= DIRECTION =
Can you repeat the LED lighting thread from "You can also get" up to and including "voltage boosting module.", putting "brightness control" in place of "intensity control"?

# Volts / Amps - Migration to LEDs???



## Ron045 (Feb 11, 2016)

I hope is the right area to post this question. Please notify me if it is not. This is my first post on this forum.

Tonight I was running an MTH O Gauge Railking Big Boy with 14 lighted coach cars and a lighted caboose (All conventional lighting).

My Z-4000 was at 18 volts and was reading 9 Amps. There were a couple of times where the Z4000 Red light would come on and the trains would stop.

If I migrated all the coach cars to LED's would that drop the Amps down? Thus making the trains run better?

Thanks!
Ron


----------



## DonR (Oct 18, 2012)

Definitely. LEDs take just a tiny fraction of the amp draw of 
incandescents. 14 lighted coaches would be a serious amp
draw if not LED. Likely there were 3 or 4 bulbs per car, right?

If you haven't bought your LEDs yet, you might want to
consider getting a reel of the warm white STRIP LIGHTS.
These take 12 v DC. What voltage is on the track
when you run your trains as desired speed?

Now, you are aware that LEDs don't
dim in the same way that the other bulbs do. They will go out
when their minimum voltage is reached as you slow
the train. 

Don


----------



## gunrunnerjohn (Nov 10, 2010)

Passenger Car Lighting With LEDs will get you started.

You should be able to drop your power consumption in those cars 90-95% and get better lighting in the bargain.

You can also get the circuitry packaged with intensity control 20110 LED Lighting Regulator, 2 Pcs.










Oh, LED's will dim like regular bulbs, just over a narrower range. The above regulators have intensity control. If you use the 12V strips, they're more appropriate for command operation, there are solutions for conventional uses as well. I would still use the strips, but I'd pair them with a voltage boosting module.

This DC-DC 4-35V to1.25-28V buck boost power supply module paired with a cheap bridge rectifier will allow operation down to 5V AC on the track.


----------



## Ron045 (Feb 11, 2016)

Great info DonR and Gunner. I run DCS with 18 volts about 99.98% of the time. So low voltage use does not concern me. Simple plug and play would suit me fine. 

vr
Ron


----------



## gunrunnerjohn (Nov 10, 2010)

The regulators on the Henning's site will give you good flicker-free lighting from a strip of LED's, they have the 22uh chokes for DCS compatibility, and also an intensity control to adjust the lighting to your preferences. You just connect track power to two of the connections, and the LED strip to the other two. I mount them with double-sided foam tape to wherever they will fit and be out of sight. You can also bend the tab of the regulator over if that helps hide them.

Here's a closer view of the module, note that the link above is for a pair of these.


----------



## Shdwdrgn (Dec 23, 2014)

The new adjustable regulators I recently got for my HO arduino conversion are even smaller. The module is 11/16 x 7/16 and supposedly will handle a continuous 1.8A. They can be adjusted between 1.0V to 17V and will accept up to 23V input. These are great for a wide variety of applications, HOWEVER, I would consider this to be overkill for simply running onboard LEDs. My advice would be to find some fixed 5V DC-DC regulators which can be found smaller and cheaper. With a fixed output, you don't have to fiddle with pre-calibrating them, and you can easily calculate the proper resistor to use. Buy the parts in bulk to save money and get all of your cars converted at once.

= INFORMATION SHOWN =
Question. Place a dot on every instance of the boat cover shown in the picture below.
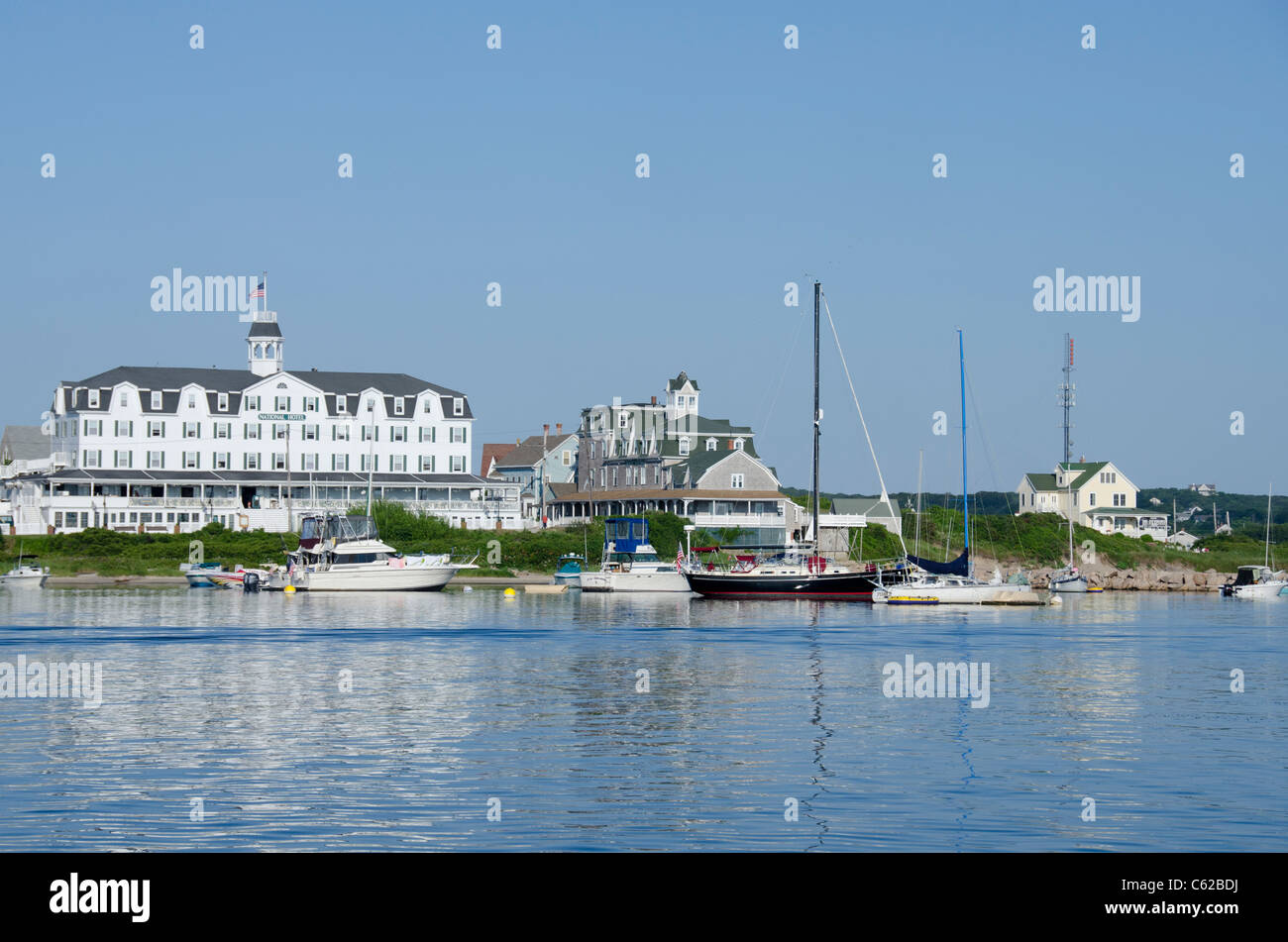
(958, 567)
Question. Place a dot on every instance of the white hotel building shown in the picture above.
(171, 448)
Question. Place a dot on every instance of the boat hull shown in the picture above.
(390, 579)
(634, 581)
(848, 587)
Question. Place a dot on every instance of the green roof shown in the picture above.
(1086, 468)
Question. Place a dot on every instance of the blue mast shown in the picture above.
(961, 356)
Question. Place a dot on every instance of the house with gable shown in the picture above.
(1095, 494)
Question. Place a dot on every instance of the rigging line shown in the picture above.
(782, 376)
(885, 494)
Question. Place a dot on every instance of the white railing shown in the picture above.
(738, 520)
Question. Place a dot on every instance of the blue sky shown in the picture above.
(767, 164)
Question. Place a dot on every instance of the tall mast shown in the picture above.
(818, 414)
(1068, 392)
(1269, 498)
(961, 357)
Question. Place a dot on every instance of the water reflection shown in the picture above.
(387, 721)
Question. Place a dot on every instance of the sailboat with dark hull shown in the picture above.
(795, 575)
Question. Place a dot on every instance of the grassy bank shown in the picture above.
(108, 552)
(1031, 540)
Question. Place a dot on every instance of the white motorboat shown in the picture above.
(1256, 581)
(346, 554)
(29, 573)
(631, 564)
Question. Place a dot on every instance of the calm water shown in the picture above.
(463, 697)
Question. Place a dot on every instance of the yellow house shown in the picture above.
(1095, 494)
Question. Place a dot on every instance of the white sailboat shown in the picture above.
(954, 583)
(30, 576)
(1257, 581)
(1068, 579)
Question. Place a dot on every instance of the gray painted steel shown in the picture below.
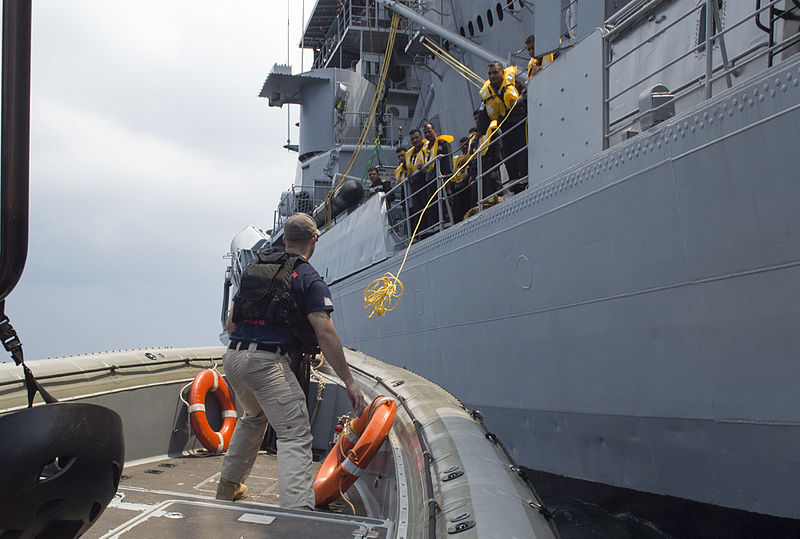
(632, 317)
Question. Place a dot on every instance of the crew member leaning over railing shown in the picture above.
(459, 187)
(499, 95)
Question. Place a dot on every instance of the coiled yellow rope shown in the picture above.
(384, 294)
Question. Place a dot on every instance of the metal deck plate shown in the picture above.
(175, 498)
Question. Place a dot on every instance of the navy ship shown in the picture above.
(628, 319)
(129, 443)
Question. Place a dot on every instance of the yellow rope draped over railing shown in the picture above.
(472, 77)
(384, 294)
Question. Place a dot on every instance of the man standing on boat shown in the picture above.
(415, 158)
(257, 365)
(499, 96)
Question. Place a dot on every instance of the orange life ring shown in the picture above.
(355, 448)
(205, 381)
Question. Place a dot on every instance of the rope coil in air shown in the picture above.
(384, 294)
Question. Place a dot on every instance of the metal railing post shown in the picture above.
(406, 203)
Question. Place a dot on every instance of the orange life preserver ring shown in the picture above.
(205, 381)
(354, 449)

= TASK RESPONSE =
You can also get the circuitry packaged with brightness control 20110 LED Lighting Regulator, 2 Pcs.










Oh, LED's will dim like regular bulbs, just over a narrower range. The above regulators have brightness control. If you use the 12V strips, they're more appropriate for command operation, there are solutions for conventional uses as well. I would still use the strips, but I'd pair them with a voltage boosting module.